### PAGINA:

————

MUSCOLI E SENTIMENTI

Così Faber toccherà l’Ariston, tre giorni dopo quello che sarebbe stato il suo 74simo compleanno. Nell’85, intervistato a Linea diretta da Enzo Biagi sull’utilità del Festival rispose: «Se si trattasse ancora di una gara di ugole e io pensassi di essere attrezzato a fronteggiare ugole sicuramente migliori della mia, se si trattasse di un fatto di corde vocali, la si potrebbe ancora considerare una competizione quasi sportiva, perché le corde vocali sono pur sempre dei muscoli. Nel caso mio, dovrei andare ad esprimere i miei sentimenti, e credo che questo non possa essere argomento di competizione».

Dare se stessi in pasto al voto può essere pericoloso. Ne sa qualcosa Tenco, amico a cui dedicò la dolente Preghiera in gennaio. E’ un anno di ricorrenze. A marzo si festeggiano anche i 30 anni di Crêuza de mä, disco in genovese che narra storie di marinai, prostitute, di fronte al mare «dove ogni onda è un’altra».



LINGUA E MUSICA

Fu un miracolo di incontro fra lingua e musica e oggi quelle parole diventano un menu (su richiesta) presso la trattoria La Lanterna, gestita dalla Comunità di Don Gallo. Il Don nelle omelie citava spesso il Vangelo Secondo De André e diceva: «La sua spiritualità non è monopolio delle religioni. La sua voce è la possibilità irripetibile, per la canzone, di diventare il più alto e penetrante strumento artistico della cultura popolare. Le sue canzoni sono la scelta mai sbagliata di occuparsi dei poveracci e dei senza voce: vite perdute, ma anime salve».

Le anime salve, rese libere dalla diversità, c’erano tutte a salutarlo quel 13 gennaio a Genova, «un funerale da invidiare» disse il compagno di sempre Paolo Villaggio.

La sua poetica smascherava le ipocrisie, indagava l’amore, in fiore o appassito, era un laudate hominem che restituiva dignità a emarginati, princese, senzadio, derelitti, mercenari. L’umanità rintanata nei bassifondi ispirava De André che, come nessun altro, dai pantani della cronaca nera sapeva sollevare fiabe.

————

### DATI ESTRATTI:
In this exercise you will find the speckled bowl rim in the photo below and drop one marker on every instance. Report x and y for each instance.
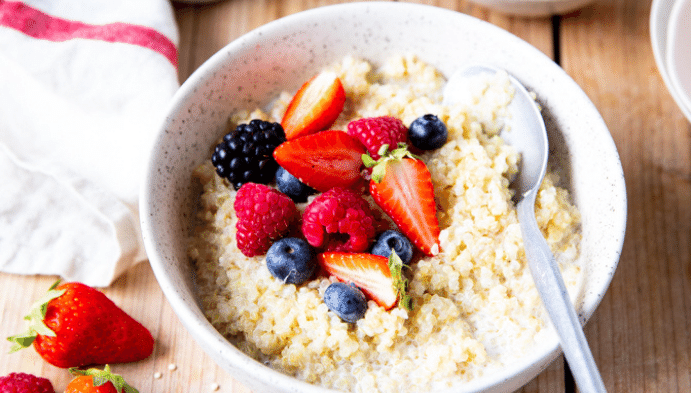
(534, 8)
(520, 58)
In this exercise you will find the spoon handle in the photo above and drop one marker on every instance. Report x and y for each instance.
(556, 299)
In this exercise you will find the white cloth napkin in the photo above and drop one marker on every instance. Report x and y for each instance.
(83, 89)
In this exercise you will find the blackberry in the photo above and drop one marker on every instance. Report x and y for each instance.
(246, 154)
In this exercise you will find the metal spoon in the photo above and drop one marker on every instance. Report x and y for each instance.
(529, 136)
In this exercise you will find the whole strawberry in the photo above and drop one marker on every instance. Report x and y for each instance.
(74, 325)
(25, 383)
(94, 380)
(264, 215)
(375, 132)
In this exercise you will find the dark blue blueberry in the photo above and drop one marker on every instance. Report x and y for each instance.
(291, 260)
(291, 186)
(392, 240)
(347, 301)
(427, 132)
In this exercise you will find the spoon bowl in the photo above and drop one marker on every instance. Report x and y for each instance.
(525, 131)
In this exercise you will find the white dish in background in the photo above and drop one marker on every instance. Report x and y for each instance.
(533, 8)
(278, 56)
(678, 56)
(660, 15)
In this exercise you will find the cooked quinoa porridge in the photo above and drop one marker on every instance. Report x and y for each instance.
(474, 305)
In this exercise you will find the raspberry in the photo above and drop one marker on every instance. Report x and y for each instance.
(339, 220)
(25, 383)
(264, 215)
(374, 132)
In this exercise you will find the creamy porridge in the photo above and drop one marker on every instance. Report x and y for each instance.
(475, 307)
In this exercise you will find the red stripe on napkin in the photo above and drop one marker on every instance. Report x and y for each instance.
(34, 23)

————

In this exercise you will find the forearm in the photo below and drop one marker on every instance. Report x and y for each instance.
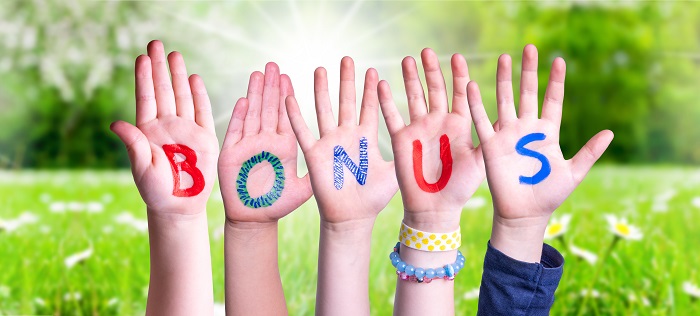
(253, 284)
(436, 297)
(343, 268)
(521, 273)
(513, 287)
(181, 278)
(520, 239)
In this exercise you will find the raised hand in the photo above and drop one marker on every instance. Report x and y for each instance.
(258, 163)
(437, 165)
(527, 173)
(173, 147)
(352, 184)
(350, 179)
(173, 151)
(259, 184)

————

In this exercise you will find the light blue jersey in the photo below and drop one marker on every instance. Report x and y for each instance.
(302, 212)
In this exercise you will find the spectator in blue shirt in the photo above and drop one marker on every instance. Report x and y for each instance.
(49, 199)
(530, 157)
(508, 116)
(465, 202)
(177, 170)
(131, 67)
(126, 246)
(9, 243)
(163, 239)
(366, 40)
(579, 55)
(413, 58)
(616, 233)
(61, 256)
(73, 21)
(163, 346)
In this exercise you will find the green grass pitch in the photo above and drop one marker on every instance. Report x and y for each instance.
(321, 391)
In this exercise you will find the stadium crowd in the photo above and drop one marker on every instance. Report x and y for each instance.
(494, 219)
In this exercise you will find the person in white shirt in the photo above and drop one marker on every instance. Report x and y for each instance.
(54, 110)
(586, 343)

————

### ISTRUZIONI:
Trascrivi senza modifiche il passo del testo su De André che comincia con le parole «Le anime salve, rese» e si chiude dopo «sempre Paolo Villaggio.».

### RISULTATO:
Le anime salve, rese libere dalla diversità, c’erano tutte a salutarlo quel 13 gennaio a Genova, «un funerale da invidiare» disse il compagno di sempre Paolo Villaggio.